◆ **Consigne donnée a**
Relevez, dans la liste ci-dessous, chaque ligne où figure la chaîne « sunglasses ».

◆ **Extrait du texte**

Le mardi 5 avril 2016, Marc Vanheukelen, ambassadeur et représentant permanent de l’Union européenne auprès de l’OMC, a donné, au Centre d’études juridiques européennes de l’Université de Genève, une conférence au sujet des « priorités de l’Union européenne en matière de politique commerciale ».
Après avoir présenté les thématiques mises en avant par la Commission européenne dans sa dernière communication à ce sujet, publiée en octobre 2015, M. Vanheukelen a fait le point sur les voies de négociation possibles pour les mettre en place. Bien que la voie bilatérale semble actuellement être la préférée de l’Union européenne en matière de politique commerciale, il a été souligné que l’Union européenne ne tourne pas pour autant le dos au multilatéralisme.
Les effets bénéfiques du commerce international sont incontestables. Le commerce et les investissements internationaux sont des moteurs de croissance qui stimulent l’économie sans alourdir le budget de l’Etat. Par ailleurs, pour stimuler l’emploi, la croissance et l’investissement, l’Union européenne a toutes les raisons d’utiliser le commerce international. Elle est le premier exportateur et importateur mondial de biens et de services, considérés ensemble, et le commerce international génère 30 millions d’emplois au sein de l’Union. Une part importante de la croissance mondiale dans les quinze prochaines années se fera à l’extérieur de l’Europe. Il faudra donc puiser dans le dynamisme des autres.
Le poids considérable du commerce international dans l’Union européenne ayant été établi, il est cependant nécessaire de repenser la stratégie à suivre dans la matière. La politique commerciale ne peut plus se fonder sur les modèles économiques classiques. Aujourd’hui, l’économie de tous les pays avancés se base sur les « chaînes de valeur mondiales » où chaque étape de la chaîne de production se fait dans un pays différent. L’Union européenne doit renforcer la place de l’Europe dans cette chaîne d’approvisionnement. Pour cela, la politique commerciale de l’Union européenne doit faire face à sept priorités.
Tout d’abord, il faut promouvoir la libéralisation des services permettant un meilleur accès aux marchés internationaux. Les services s’internationalisent très vite grâce aux avancées numériques et il y a un lien de plus en plus étroit entre services et marchandises puisque les marchandises deviennent de plus en plus des « services en boîte ». Le marché des services ne peut donc plus être séparé de celui des marchandises.
Faciliter le commerce électronique devrait être la deuxième priorité puisque la révolution numérique gomme les barrières géographiques et offre un grand nombre d’opportunités commerciales. Il est légitime de se demander si les règles commerciales édictées au XXème siècle sont toujours adaptées. Un grand nombre de questions se posent encore à l’heure actuelle : comment rendre compatibles la libéralisation des flux et la censure de certains pays ? Est-ce qu’un opérateur doit pouvoir choisir où stocker ses données ? Qu’en est-il de la protection des données personnelles ?

◆ **Données extraites**
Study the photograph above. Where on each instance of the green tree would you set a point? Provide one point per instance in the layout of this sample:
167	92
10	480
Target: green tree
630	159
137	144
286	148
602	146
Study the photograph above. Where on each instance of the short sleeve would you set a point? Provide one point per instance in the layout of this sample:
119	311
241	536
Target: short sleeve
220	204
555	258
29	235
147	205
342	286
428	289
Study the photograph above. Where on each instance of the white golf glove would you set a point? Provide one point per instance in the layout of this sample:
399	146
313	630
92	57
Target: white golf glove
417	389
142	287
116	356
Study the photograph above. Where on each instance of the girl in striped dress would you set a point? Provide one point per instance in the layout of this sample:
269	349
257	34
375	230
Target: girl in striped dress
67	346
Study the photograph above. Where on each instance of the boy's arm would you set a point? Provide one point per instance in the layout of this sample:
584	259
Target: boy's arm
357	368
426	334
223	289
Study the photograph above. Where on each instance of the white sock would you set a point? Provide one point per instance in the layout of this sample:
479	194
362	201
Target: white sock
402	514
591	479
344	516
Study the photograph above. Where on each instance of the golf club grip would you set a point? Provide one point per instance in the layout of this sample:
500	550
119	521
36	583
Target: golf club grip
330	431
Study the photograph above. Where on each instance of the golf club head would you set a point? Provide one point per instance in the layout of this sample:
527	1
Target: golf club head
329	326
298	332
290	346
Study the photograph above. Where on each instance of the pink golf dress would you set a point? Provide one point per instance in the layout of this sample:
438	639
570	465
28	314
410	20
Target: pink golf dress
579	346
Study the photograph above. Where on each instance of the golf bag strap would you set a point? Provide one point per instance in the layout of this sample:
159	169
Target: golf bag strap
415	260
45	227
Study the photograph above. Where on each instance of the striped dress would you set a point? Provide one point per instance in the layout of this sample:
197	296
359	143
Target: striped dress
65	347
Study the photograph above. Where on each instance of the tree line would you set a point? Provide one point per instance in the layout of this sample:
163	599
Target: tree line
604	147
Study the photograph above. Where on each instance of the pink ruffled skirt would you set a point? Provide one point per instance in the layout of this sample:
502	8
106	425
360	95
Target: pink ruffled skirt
---
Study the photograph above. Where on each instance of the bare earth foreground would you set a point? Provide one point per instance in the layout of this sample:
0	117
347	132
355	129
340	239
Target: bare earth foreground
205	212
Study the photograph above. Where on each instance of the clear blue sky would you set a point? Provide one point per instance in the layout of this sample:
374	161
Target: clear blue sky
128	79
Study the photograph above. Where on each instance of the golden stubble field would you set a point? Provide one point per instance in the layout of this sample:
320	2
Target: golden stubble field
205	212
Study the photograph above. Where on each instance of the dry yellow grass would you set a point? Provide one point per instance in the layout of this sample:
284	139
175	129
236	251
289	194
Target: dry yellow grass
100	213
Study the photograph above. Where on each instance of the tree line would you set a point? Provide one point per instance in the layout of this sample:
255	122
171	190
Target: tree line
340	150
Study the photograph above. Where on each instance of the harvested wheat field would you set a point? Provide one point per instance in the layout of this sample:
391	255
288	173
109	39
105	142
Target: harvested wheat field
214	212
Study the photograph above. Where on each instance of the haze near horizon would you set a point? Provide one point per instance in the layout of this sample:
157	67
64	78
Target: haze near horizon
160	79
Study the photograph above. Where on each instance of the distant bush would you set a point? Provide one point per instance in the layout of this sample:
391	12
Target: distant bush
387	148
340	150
==
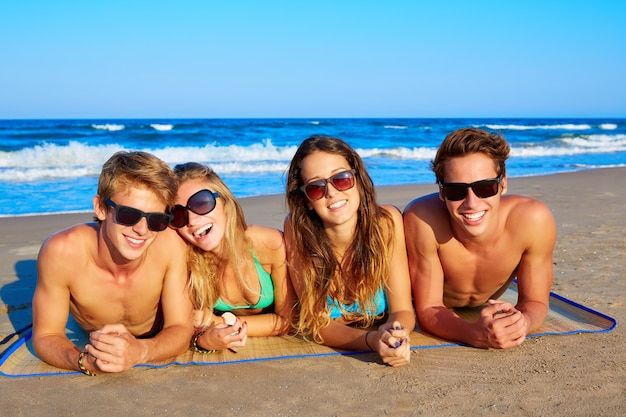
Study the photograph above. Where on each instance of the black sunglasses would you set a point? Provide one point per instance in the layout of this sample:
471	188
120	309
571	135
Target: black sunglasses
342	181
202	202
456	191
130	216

◆ **Consigne donnée b**
Prolongez le texte sur les priorités commerciales de l'Union européenne à partir de sa dernière phrase.

◆ **Réponse a**
Study the photograph above. Where on each instance of the black sunglasses would you set a point? Provide one point per instance in the layout of this sample:
Target: black sunglasses

◆ **Réponse b**
La politique commerciale de l’Union européenne doit également promouvoir la mobilité temporaire des professionnels pour permettre l’internationalisation des activités dans tous les secteurs.
Il est ensuite nécessaire de renforcer la coopération internationale en matière de réglementation. Les entraves non tarifaires peuvent être la conséquence de visions essentiellement différentes mais aussi d’un simple manque de coordination. Ainsi, la production de législations de manière indépendante peut mener à des divergences qui sont ensuite difficiles à changer. De ce fait, une coopération en amont semble plus adaptée. Cette coopération ne doit pas restreindre le « droit de légiférer » puisqu’il s’agit d’une coopération réglementaire et non pas d’une négociation réglementaire.
La politique commerciale doit par ailleurs répondre à une gestion plus efficace du passage des biens à la frontière pour permettre la mise en place d’une vraie chaîne de valeur mondiale. Il faut espérer que l’accord de Bali sur la facilitation des échanges conclu en 2013 pourra entrer en vigueur en 2016.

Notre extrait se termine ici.